Extrait fourni:
|---|
Etes-vous opposé à des contrôles supplémentaires pour vérifier la qualité du travail des kinés ?
Le problème, c’est qu’en Belgique, la profession de kinésithérapeute est étouffée par un tas de lobbys (les mutuelles, la médecine physique, les institutions, les politiques) et qu’il est inconcevable que le système de contrôles soit organisé autrement que par les kinés eux-mêmes. L’ensemble des kinés, je veux dire. C’est l’idée d’un Ordre des kinés que nous défendons depuis longtemps. Aujourd’hui, certains kinés sont affiliés à une union professionnelle, ce qui n’est pas obligatoire. Et les kinés indépendants ne sont pas représentés.
Test-Achats mentionne un système de contrôle qui existe déjà : le Registre de Qualité organisé par l’ASBL Pro-Q-Kine. Vous n’adhérez pas ?
|---|
Enregistrements issus d'un jeu de données:
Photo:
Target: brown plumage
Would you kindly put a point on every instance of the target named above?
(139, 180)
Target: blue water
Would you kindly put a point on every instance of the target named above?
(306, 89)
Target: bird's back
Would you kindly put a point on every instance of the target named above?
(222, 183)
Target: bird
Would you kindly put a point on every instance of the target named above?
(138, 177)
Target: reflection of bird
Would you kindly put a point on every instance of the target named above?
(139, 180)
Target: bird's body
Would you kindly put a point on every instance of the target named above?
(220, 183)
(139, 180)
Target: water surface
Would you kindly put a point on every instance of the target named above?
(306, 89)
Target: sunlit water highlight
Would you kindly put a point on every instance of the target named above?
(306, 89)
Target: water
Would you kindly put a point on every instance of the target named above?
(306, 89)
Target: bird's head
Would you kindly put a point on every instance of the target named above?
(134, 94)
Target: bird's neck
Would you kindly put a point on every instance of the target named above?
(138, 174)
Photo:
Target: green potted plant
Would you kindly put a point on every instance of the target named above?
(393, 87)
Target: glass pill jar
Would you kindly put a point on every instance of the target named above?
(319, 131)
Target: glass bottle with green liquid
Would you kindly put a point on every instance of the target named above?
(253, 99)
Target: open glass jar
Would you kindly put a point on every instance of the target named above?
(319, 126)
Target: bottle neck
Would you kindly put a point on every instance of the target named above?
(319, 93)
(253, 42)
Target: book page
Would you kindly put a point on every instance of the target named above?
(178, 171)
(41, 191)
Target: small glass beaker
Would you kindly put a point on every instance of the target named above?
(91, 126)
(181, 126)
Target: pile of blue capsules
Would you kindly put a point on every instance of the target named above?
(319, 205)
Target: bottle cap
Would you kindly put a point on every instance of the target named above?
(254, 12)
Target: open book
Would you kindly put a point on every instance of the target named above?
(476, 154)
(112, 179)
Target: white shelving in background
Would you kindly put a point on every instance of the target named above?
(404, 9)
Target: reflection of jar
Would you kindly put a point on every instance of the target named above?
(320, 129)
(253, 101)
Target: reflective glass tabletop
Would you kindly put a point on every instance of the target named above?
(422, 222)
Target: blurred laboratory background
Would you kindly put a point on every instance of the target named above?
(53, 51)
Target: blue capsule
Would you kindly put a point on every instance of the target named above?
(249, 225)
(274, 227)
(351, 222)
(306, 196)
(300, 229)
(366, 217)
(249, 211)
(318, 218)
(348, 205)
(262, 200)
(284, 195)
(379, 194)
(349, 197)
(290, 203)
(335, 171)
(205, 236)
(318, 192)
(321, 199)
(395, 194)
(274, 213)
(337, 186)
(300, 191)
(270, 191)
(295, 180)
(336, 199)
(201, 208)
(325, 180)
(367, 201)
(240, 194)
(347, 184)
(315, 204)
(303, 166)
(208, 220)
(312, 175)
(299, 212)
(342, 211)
|---|
Exercice A: Veuillez énumérer tous les lobbys qui, selon l'extrait sur les kinésithérapeutes, étouffent la profession en Belgique.
Exercice B: Rédigez la suite de l'extrait sur les kinésithérapeutes à partir de sa dernière phrase.
Ces données n'ont aucun lien avec l'extrait.

Réponse attendue A: Les mutuelles, la médecine physique, les institutions, les politiques.

Réponse attendue B:
Certainement pas ! Cette association représente Axxon, la grosse association professionnelle de kinés en Belgique, en énorme majorité flamande. La politique qu’elle veut mettre en place est inspirée par ce qui se passe aux Pays-Bas. Elle veut favoriser le lobby universitaire (attention : je n’ai rien contre la recherche, qui est fort importante aussi, mais pourquoi prôner seulement des formations à l’université et pas les autres ?) mais ne prend pas du tout en compte ce qui se passe en première ligne, dans les cabinets indépendants francophones. C’est scandaleux ! Il faut savoir que côté francophone, les kinés sont plus individualistes, on ne connaît pas la même tendance qu’au Nord du pays à se regrouper en gros cabinets.
Combien de membres compte Axxon et combien êtes-vous dans votre Union ?
Axxon représente environ 400 kinés francophones et plusieurs milliers de Flamands. Quant à l’Union des kinés francophones et germanophones, elle compte un millier de professionnels, surtout francophones.
Mais que viennent faire les différences communautaires ici ? Un kiné c’est un kiné et un patient, un patient, non ?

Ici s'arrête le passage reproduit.